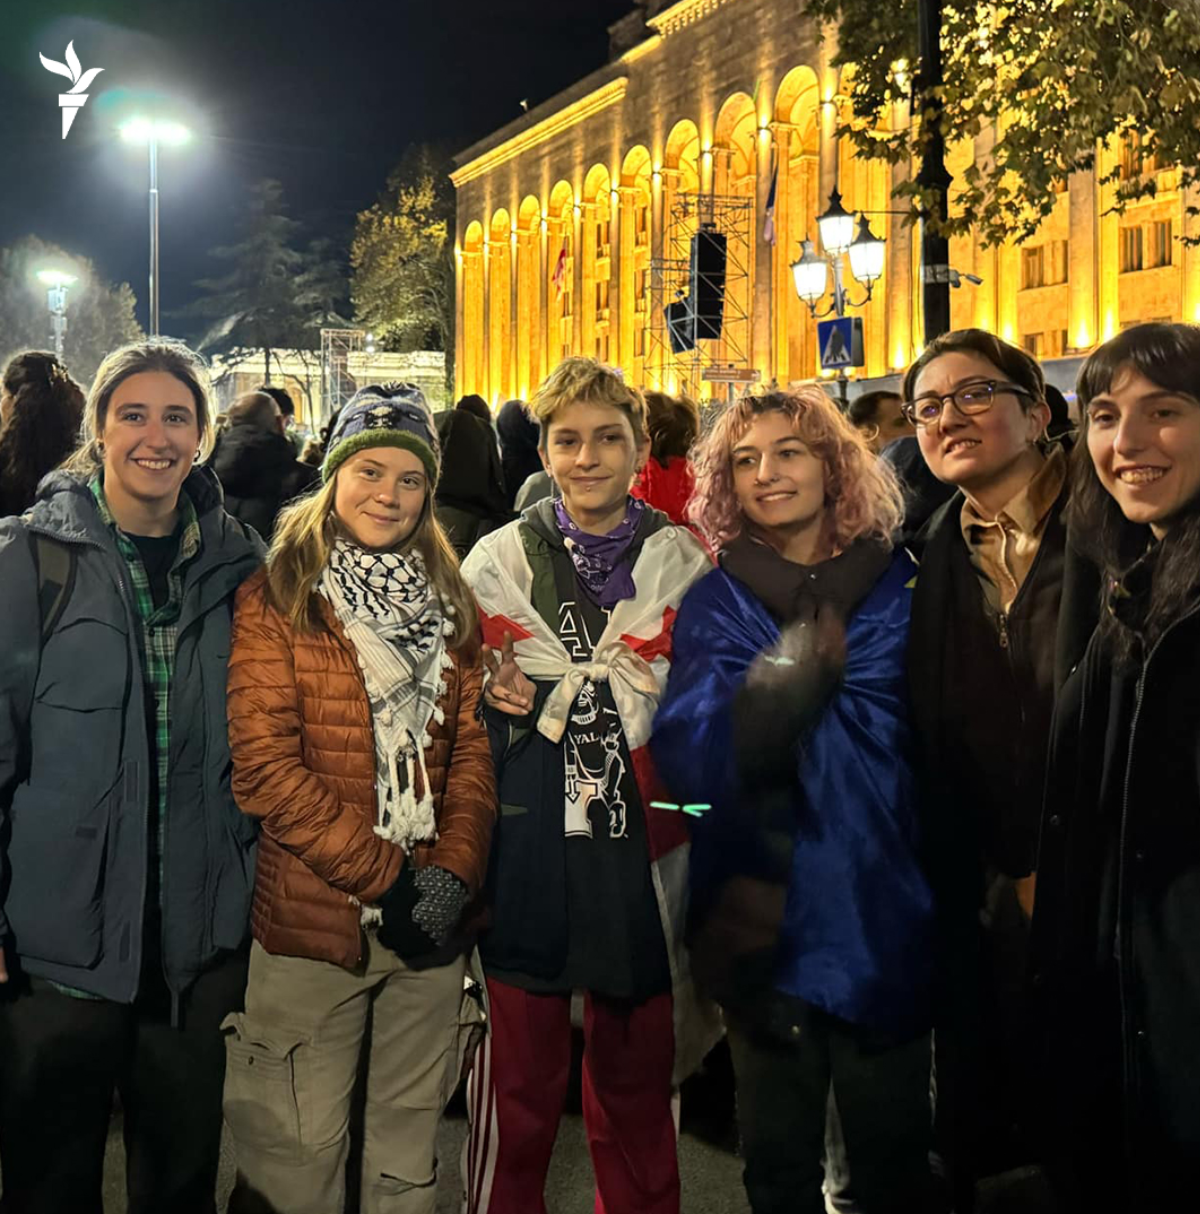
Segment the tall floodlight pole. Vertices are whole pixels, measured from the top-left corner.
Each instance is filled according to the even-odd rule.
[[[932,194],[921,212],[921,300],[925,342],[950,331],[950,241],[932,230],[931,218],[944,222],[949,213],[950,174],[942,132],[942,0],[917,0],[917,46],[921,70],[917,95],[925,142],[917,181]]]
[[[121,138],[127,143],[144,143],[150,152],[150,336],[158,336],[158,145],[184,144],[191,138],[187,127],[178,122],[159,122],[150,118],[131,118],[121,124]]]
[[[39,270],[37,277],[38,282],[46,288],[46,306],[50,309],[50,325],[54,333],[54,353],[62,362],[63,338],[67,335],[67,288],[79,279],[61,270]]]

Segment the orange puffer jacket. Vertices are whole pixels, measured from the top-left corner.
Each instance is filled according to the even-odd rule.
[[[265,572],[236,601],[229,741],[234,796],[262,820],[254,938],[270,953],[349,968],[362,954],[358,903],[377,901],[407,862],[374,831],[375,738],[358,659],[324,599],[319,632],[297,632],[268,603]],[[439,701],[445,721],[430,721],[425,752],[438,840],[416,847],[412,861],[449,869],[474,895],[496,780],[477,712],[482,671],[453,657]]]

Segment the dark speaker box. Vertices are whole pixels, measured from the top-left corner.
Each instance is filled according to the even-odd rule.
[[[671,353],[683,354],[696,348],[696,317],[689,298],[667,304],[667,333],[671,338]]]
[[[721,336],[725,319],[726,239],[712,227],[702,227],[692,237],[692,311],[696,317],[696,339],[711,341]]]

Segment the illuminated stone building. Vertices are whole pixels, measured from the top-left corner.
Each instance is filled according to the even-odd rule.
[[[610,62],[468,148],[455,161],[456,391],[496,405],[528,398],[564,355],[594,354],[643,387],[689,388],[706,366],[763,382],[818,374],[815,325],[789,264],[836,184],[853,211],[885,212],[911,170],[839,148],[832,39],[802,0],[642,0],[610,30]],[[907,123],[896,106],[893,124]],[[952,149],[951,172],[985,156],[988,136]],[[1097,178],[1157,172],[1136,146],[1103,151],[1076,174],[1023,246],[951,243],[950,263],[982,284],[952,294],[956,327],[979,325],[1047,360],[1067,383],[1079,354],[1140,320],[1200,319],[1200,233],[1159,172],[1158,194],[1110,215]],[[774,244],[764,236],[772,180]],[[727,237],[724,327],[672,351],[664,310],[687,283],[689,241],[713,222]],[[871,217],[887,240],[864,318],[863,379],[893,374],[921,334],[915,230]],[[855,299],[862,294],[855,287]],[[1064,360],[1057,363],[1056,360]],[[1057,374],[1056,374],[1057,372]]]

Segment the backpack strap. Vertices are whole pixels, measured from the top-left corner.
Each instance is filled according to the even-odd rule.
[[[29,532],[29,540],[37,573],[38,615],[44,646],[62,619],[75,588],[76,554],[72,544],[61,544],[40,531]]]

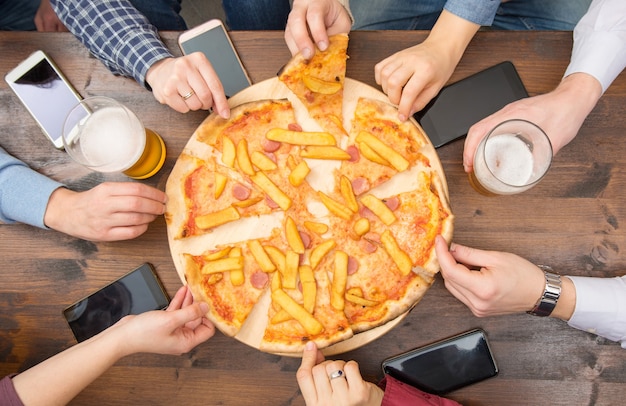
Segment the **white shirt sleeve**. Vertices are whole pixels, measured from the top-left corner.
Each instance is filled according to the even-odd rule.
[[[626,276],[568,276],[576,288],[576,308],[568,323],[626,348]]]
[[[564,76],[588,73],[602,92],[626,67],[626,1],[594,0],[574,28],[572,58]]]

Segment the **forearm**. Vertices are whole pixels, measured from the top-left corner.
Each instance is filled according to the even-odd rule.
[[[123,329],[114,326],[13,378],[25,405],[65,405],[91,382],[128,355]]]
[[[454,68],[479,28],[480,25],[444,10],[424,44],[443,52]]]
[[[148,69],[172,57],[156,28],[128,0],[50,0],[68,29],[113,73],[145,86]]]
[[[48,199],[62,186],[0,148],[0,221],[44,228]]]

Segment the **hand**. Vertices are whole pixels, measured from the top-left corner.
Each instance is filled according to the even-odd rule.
--------------------------------
## TASK STATEMENT
Will you return exactly the lines above from the one with "Segment the orange" down to the one with "Segment the dark", counting both as part of the range?

## RESPONSE TO THE EXERCISE
Segment the orange puffer jacket. Vertices are whole pixels, measured from the top-left corner.
Each instance is filled according to the even-odd rule.
[[[265,572],[236,601],[229,741],[234,796],[262,820],[254,938],[270,953],[349,968],[362,954],[358,903],[377,901],[407,862],[374,831],[375,738],[358,659],[324,599],[319,632],[297,632],[268,603]],[[439,701],[445,721],[430,721],[425,752],[438,840],[416,847],[412,861],[449,869],[474,895],[496,780],[477,712],[482,671],[453,657]]]

Segment the dark speaker box. Vertices are whole pixels, measured from the top-left corner.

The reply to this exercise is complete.